• Stored data entries:

——

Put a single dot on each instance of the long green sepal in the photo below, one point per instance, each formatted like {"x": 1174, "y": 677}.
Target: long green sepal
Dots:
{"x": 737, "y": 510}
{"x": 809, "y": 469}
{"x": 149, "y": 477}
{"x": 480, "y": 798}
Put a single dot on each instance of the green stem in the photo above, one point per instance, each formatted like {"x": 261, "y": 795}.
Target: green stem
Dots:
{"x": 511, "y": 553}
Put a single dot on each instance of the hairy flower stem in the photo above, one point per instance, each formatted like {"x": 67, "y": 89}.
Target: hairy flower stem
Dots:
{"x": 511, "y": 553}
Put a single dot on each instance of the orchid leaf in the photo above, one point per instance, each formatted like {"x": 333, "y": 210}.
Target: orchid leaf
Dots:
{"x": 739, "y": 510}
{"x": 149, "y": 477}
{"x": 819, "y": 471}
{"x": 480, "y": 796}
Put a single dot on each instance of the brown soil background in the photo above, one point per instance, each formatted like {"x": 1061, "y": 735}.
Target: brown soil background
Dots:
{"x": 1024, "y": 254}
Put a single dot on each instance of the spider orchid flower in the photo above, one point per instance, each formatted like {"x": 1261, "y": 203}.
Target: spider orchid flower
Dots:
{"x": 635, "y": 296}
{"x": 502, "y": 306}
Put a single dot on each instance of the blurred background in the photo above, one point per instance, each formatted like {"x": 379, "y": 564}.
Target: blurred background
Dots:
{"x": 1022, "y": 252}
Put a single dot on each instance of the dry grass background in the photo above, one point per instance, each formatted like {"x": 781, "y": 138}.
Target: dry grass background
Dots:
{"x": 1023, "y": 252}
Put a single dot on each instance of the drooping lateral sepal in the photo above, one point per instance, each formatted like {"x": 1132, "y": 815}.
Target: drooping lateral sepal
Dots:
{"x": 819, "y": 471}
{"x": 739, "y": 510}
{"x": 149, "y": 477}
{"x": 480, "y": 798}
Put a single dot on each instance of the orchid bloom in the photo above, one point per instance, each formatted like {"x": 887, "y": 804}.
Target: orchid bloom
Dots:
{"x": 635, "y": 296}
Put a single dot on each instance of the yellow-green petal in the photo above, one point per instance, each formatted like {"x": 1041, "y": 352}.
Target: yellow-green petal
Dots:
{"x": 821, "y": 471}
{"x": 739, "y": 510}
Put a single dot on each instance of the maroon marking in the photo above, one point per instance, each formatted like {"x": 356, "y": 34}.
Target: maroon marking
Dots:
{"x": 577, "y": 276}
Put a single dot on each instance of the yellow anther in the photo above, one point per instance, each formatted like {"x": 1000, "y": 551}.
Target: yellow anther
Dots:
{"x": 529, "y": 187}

——

• Task statement:
Among the lines of the records, copy out each one that contains the word "blurred".

• Answer to this problem:
Put a single dot on each instance of the blurred background in the photo above, one point per instance, each formatted like {"x": 379, "y": 564}.
Target: blurred background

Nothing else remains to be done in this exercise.